EXERCISE REQUIREMENTS:
- a) Translate this sentence from the article on Stellenbosch's new research institute into Spanish: "Stellenbosch University has started building a new Biomedical Research Institute which will investigate diseases that have the greatest impact on South Africa and the rest of Africa."
- b) From the article on Stellenbosch's new research institute, copy the passage from "By Elsabé Brits" to "Sciences in Tygerberg.".

TEXT:
· · · · ·
Stellenbosch builds world class institute to investigate deadly diseases

R1 billion Biomedical Research Institute will be ready by 2022

Graphic of future Biomedical Research Institute

Depiction of Stellenbosch University’ s future Biomedical Research Institute in Tygerberg. Graphic supplied

By Elsabé Brits

15 February 2019

Stellenbosch University has started building a new Biomedical Research Institute which will investigate diseases that have the greatest impact on South Africa and the rest of Africa.

This R1 billion-facility, which will be completed in 2022, will be one of the most innovative and advanced biomedical research centres in Africa. It will be based at the university’s Faculty of Medicine and Health Sciences in Tygerberg.

Faculty dean, Professor Jimmy Volmink said the institute would “advance our capacity to undertake world class research on the leading health problems affecting our people”. He also said it would build the region’s research capacity. Its main aim will be to investigate diseases, improve diagnoses and treat illness such as TB, HIV, diabetes, heart disease and neurological disorders.

Professor Nico Gey van Pittius, vice dean and molecular biologist, said bioinformatics is an interdisciplinary field which uses IT and statistics to understand biological data, for example the huge amount of genomic information generated by gene sequences. It includes the fields of population genetics as well as personalised medicine where patients are treated according to their genetic composition.

The faculty has been part of this type of research for the past 20 years and all these experts will be part of a new Bioinformatics Hub, where they will have access to the best high speed genetic processors.
· · · · ·
GIVEN RECORDS:

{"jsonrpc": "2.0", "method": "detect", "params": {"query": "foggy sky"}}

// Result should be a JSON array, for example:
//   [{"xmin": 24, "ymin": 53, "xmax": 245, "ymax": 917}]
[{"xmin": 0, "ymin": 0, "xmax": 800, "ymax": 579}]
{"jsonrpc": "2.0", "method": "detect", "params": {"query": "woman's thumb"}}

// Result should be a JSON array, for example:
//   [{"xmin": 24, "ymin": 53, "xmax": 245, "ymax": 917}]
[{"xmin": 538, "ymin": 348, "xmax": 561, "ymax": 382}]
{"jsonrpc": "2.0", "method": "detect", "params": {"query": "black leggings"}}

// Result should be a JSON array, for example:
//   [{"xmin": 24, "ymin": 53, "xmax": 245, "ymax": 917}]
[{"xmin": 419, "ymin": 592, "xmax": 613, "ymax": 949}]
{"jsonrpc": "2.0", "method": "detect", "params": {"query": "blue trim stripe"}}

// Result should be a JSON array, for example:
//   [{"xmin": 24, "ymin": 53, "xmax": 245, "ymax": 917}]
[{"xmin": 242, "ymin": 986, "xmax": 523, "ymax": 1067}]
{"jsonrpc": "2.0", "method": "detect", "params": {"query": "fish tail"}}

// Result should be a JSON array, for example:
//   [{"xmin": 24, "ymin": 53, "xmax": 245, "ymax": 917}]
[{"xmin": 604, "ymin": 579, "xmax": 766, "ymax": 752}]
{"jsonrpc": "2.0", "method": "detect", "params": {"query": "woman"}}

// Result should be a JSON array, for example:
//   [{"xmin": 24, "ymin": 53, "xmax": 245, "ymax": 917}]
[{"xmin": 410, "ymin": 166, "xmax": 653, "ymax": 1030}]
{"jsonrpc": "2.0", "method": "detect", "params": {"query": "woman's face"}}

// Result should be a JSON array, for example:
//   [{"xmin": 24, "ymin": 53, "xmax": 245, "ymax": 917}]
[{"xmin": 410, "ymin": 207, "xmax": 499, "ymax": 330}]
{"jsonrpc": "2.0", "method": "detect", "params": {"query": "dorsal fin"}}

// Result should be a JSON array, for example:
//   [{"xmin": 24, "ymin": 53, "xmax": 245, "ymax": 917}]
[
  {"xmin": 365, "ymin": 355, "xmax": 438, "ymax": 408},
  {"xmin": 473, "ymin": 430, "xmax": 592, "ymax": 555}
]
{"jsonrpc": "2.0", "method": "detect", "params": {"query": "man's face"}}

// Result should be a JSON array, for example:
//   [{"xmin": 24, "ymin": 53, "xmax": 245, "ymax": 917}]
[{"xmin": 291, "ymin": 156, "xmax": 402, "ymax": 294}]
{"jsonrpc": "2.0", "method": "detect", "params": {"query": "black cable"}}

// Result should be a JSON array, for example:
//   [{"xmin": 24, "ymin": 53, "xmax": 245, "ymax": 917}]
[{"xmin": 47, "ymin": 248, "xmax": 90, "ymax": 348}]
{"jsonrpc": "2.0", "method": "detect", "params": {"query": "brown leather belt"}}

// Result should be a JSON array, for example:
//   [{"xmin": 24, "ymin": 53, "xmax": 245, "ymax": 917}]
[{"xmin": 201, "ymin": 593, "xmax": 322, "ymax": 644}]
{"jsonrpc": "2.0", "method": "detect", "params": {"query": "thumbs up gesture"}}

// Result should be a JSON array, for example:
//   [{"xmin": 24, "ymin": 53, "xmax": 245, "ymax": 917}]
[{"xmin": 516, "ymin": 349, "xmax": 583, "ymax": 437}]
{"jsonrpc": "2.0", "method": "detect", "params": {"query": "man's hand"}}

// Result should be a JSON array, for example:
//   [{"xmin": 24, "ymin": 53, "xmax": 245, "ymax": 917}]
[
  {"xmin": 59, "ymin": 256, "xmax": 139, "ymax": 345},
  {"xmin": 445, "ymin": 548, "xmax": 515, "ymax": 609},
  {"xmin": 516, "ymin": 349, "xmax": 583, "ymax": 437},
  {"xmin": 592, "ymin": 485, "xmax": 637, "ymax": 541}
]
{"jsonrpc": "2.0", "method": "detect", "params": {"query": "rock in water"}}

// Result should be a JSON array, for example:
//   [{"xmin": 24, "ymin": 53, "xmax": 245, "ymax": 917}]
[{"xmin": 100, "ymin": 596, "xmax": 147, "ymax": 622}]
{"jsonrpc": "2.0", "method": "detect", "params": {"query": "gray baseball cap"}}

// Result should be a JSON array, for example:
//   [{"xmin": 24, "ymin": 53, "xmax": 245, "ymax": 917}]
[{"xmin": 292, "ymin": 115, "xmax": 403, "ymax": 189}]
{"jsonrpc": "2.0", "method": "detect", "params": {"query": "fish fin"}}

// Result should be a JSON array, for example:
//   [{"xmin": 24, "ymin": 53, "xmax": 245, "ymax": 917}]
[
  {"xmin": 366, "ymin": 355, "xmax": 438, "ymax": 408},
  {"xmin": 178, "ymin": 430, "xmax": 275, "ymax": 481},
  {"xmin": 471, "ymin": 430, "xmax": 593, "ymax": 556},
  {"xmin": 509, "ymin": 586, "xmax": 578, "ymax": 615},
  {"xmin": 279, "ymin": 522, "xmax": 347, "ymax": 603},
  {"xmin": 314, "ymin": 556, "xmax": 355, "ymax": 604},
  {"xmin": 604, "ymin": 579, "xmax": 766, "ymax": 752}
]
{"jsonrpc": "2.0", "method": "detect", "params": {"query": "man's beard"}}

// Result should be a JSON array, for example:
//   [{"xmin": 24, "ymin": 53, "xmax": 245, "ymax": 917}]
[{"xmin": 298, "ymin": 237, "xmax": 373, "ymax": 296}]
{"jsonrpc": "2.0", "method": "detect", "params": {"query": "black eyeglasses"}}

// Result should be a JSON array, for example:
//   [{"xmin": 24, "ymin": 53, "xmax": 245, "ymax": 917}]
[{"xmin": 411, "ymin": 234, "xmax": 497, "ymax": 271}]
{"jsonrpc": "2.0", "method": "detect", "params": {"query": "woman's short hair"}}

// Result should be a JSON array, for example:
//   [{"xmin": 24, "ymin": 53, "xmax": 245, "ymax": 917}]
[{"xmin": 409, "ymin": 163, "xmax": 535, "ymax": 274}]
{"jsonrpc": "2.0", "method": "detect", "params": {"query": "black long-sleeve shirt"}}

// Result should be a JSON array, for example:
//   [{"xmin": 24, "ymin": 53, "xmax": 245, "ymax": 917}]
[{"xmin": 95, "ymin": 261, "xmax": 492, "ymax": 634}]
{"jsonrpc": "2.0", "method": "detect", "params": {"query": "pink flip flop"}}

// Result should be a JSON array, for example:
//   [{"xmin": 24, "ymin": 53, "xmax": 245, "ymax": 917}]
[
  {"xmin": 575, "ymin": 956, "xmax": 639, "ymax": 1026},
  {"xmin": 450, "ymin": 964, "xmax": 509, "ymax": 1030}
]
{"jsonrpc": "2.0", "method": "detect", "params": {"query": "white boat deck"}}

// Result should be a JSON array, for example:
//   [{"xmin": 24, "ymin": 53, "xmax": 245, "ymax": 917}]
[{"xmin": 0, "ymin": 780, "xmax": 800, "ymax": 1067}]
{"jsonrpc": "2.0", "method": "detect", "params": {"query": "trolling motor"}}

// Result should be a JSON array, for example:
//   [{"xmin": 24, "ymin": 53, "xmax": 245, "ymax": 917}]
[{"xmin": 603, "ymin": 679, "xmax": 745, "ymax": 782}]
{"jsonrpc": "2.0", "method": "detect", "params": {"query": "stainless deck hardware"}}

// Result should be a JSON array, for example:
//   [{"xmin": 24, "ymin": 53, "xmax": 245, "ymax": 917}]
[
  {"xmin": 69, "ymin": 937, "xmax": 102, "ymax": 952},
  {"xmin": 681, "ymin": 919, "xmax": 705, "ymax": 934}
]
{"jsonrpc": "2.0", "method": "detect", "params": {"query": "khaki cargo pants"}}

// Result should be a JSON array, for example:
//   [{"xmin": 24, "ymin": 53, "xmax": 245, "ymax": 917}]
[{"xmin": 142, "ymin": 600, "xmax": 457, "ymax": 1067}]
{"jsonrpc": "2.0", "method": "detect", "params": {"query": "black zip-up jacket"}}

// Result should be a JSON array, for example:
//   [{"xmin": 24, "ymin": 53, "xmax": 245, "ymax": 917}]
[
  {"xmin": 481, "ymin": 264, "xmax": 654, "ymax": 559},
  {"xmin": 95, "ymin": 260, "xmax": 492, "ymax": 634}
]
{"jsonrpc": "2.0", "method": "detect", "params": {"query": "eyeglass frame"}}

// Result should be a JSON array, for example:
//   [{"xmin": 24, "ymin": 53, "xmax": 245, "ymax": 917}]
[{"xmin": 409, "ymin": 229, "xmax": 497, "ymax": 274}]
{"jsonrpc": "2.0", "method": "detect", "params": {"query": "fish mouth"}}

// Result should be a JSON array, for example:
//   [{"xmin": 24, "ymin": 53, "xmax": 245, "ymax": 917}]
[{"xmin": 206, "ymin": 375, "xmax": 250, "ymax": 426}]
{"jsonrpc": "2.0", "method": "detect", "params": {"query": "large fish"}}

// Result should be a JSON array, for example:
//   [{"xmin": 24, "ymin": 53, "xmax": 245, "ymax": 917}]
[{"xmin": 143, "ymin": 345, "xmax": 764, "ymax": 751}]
· · · · ·
ANSWERS TO THE EXERCISE:
- a) La Universidad de Stellenbosch ha comenzado a construir un nuevo Instituto de Investigación Biomédica que investigará las enfermedades que tienen el mayor impacto en Sudáfrica y en el resto de África.

- b)
By Elsabé Brits

15 February 2019

Stellenbosch University has started building a new Biomedical Research Institute which will investigate diseases that have the greatest impact on South Africa and the rest of Africa.

This R1 billion-facility, which will be completed in 2022, will be one of the most innovative and advanced biomedical research centres in Africa. It will be based at the university’s Faculty of Medicine and Health Sciences in Tygerberg.